Rows:
::::
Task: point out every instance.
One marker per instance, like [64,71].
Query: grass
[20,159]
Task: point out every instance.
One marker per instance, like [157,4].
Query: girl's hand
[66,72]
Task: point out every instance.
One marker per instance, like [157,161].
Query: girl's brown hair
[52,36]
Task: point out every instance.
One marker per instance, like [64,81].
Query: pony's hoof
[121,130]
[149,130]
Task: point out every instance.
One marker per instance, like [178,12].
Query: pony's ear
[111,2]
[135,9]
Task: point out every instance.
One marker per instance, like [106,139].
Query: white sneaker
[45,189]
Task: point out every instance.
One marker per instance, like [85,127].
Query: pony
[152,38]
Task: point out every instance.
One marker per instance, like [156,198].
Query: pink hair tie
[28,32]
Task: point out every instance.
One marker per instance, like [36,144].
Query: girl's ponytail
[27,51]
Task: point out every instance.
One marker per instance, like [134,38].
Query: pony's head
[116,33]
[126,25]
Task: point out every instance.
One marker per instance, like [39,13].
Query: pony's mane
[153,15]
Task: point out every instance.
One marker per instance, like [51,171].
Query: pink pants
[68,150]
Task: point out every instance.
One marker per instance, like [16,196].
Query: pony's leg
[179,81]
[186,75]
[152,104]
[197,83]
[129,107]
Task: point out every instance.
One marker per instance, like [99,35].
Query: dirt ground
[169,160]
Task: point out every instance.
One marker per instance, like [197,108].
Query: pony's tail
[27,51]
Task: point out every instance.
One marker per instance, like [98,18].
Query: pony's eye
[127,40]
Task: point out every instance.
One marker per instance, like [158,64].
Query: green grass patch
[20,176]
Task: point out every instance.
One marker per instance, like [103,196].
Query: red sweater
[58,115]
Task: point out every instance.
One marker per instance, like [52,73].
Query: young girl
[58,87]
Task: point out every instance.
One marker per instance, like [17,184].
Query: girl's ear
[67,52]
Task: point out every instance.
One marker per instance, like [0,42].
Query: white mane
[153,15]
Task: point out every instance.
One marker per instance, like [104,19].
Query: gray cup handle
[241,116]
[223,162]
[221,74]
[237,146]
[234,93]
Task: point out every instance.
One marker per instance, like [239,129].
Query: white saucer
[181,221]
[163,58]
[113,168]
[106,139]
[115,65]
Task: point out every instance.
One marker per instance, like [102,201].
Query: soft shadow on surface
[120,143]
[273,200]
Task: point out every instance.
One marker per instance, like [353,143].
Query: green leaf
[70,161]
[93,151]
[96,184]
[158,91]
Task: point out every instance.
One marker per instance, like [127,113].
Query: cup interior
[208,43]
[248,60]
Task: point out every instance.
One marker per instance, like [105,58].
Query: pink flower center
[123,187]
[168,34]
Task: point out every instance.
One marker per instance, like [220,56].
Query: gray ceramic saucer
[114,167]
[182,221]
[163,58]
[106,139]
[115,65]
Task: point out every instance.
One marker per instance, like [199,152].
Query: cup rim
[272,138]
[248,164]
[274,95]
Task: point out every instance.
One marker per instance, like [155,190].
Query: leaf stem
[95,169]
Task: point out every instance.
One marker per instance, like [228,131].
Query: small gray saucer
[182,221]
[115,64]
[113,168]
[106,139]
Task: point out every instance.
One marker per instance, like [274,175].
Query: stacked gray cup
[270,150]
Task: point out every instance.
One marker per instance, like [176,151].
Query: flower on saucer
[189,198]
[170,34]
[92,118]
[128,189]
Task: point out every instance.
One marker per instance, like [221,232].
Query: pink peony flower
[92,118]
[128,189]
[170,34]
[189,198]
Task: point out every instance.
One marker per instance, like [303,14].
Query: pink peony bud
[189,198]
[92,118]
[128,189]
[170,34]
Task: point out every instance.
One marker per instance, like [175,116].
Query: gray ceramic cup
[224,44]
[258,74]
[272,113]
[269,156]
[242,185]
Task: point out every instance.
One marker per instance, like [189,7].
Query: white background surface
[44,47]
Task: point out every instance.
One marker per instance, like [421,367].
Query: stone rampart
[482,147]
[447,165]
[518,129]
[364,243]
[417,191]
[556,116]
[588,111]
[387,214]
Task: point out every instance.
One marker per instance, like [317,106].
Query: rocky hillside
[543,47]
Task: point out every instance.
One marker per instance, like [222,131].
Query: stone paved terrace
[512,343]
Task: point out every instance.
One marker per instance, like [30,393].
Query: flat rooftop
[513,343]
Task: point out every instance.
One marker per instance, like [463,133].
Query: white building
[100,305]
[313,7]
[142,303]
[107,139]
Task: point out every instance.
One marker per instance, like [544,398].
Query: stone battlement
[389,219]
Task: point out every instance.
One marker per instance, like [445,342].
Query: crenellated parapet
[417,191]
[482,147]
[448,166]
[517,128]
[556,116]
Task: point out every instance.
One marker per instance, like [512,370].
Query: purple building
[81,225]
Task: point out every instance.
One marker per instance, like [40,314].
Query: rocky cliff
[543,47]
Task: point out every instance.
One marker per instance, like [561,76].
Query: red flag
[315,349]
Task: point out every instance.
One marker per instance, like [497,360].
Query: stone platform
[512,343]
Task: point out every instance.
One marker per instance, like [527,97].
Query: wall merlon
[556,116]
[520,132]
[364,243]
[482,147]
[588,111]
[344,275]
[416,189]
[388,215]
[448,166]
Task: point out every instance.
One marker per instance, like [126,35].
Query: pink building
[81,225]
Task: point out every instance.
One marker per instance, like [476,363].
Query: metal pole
::::
What the task asks:
Repeat the material above exactly.

The response:
Task: point out every instance.
One marker per instance, like [64,71].
Query: grass
[20,159]
Task: point out every instance.
One marker per instance, like [157,4].
Query: girl's hand
[66,72]
Task: point out every instance.
One marker per instance, like [157,161].
Query: girl's brown hair
[52,36]
Task: point out every instance.
One marker per instance, like [64,81].
Query: pony's hoof
[121,130]
[149,130]
Task: point out every instance.
One marker per instance, like [178,12].
Query: pony's ear
[111,2]
[135,9]
Task: point out every instance.
One marker per instance, like [106,139].
Query: white sneaker
[45,189]
Task: point out every instance.
One marker per instance, like [85,127].
Query: pony
[152,38]
Task: point out every instance.
One marker per instance, like [156,198].
Query: pink hair tie
[28,32]
Task: point out every instance.
One marker per instance, like [36,144].
Query: girl's ponytail
[27,51]
Task: point out every instance.
One marker per instance, like [134,38].
Query: pony's head
[116,33]
[126,25]
Task: point out every instance.
One marker per instance, like [39,13].
Query: pony's mane
[153,15]
Task: point out every instance.
One marker per instance, like [51,171].
Query: pink pants
[68,150]
Task: point out every instance.
One marker per instance, like [16,196].
Query: pony's leg
[179,81]
[186,75]
[152,104]
[197,83]
[129,107]
Task: point out every instance.
One marker per instance, like [99,35].
Query: dirt ground
[169,160]
Task: point out every instance.
One marker per instance, like [197,108].
Query: pony's tail
[27,51]
Task: point out every instance.
One marker per instance, like [98,18].
Query: pony's eye
[127,40]
Task: point out every instance.
One marker per instance, like [158,64].
Query: green grass patch
[20,176]
Task: point out every instance.
One marker per instance, like [103,196].
Query: red sweater
[58,115]
Task: point out every instance.
One marker per instance, like [52,73].
Query: young girl
[58,87]
Task: point out every instance.
One marker per instance, like [17,184].
Query: girl's ear
[67,52]
Task: point out every instance.
One marker per instance, like [0,42].
Query: white mane
[153,15]
Task: point out every instance.
One marker per instance, like [104,19].
Query: gray cup handle
[241,116]
[223,162]
[221,74]
[237,146]
[234,93]
Task: point out every instance.
One marker per instance, like [239,129].
Query: white saucer
[181,221]
[163,58]
[113,168]
[106,139]
[115,65]
Task: point out every instance.
One marker per instance, like [102,201].
Query: soft shadow on surface
[120,143]
[273,200]
Task: point out every instance.
One marker per instance, like [353,143].
Query: green leaf
[70,161]
[93,151]
[96,184]
[158,91]
Task: point out every instance.
One marker per instance, like [127,113].
Query: cup interior
[208,43]
[248,60]
Task: point out every instance.
One marker per instance, like [105,58].
Query: pink flower center
[123,187]
[168,34]
Task: point out every instance.
One marker per instance, like [220,56].
Query: gray ceramic saucer
[114,167]
[182,221]
[163,58]
[106,139]
[115,65]
Task: point out every instance.
One marker per instance, like [199,152].
Query: cup rim
[272,138]
[248,164]
[274,95]
Task: point out every instance.
One marker per instance, like [155,190].
Query: leaf stem
[95,169]
Task: point out every instance.
One marker per instance, like [228,131].
Query: small gray saucer
[182,221]
[115,64]
[113,168]
[106,139]
Task: point out every instance.
One marker per instance, like [274,175].
Query: stacked gray cup
[270,150]
Task: point out every instance.
One marker per instance, like [176,151].
Query: flower on saucer
[189,198]
[170,34]
[92,118]
[128,189]
Task: point out every instance.
One marker per instance, like [221,232].
Query: pink peony flower
[92,118]
[128,189]
[170,34]
[189,198]
Task: point out every instance.
One marker per instance, like [303,14].
Query: pink peony bud
[189,198]
[92,118]
[128,189]
[170,34]
Task: point out every instance.
One marker per instance, like [175,116].
Query: gray ceramic cup
[224,44]
[258,74]
[272,113]
[269,156]
[242,185]
Task: point out every instance.
One marker per instance, like [189,7].
Query: white background surface
[44,47]
Task: point out every instance.
One marker per instance, like [421,367].
Query: stone rampart
[482,147]
[447,165]
[518,129]
[364,243]
[417,191]
[556,116]
[588,111]
[387,214]
Task: point out every instance.
One marker per instance, like [317,106].
Query: rocky hillside
[543,47]
Task: point out every instance.
One marker per instance, like [222,131].
Query: stone paved terrace
[512,343]
Task: point out every instance.
One marker per instance, like [30,393].
Query: flat rooftop
[513,343]
Task: point out every instance.
One marker per instance, like [463,133].
Query: white building
[100,305]
[313,7]
[142,303]
[107,139]
Task: point out every instance.
One marker per instance, like [544,398].
Query: stone battlement
[389,219]
Task: point out every instance.
One marker per instance, like [445,342].
Query: crenellated parapet
[417,191]
[482,147]
[448,166]
[517,128]
[556,116]
Task: point out every instance.
One marker per instance, like [512,370].
Query: purple building
[81,225]
Task: point out every instance.
One marker per instance, like [40,314].
Query: rocky cliff
[543,47]
Task: point out every instance.
One marker per instance, like [561,76].
Query: red flag
[315,349]
Task: point out every instance.
One marker per instance, like [497,360].
Query: stone platform
[512,343]
Task: point out every instance.
One marker per instance, like [527,97].
Query: wall merlon
[556,116]
[520,132]
[364,243]
[482,147]
[588,111]
[344,275]
[416,189]
[388,215]
[448,166]
Task: point out every instance.
One marker per instance, like [126,35].
Query: pink building
[81,225]
Task: point out every instance.
One marker per instance, like [476,363].
Query: metal pole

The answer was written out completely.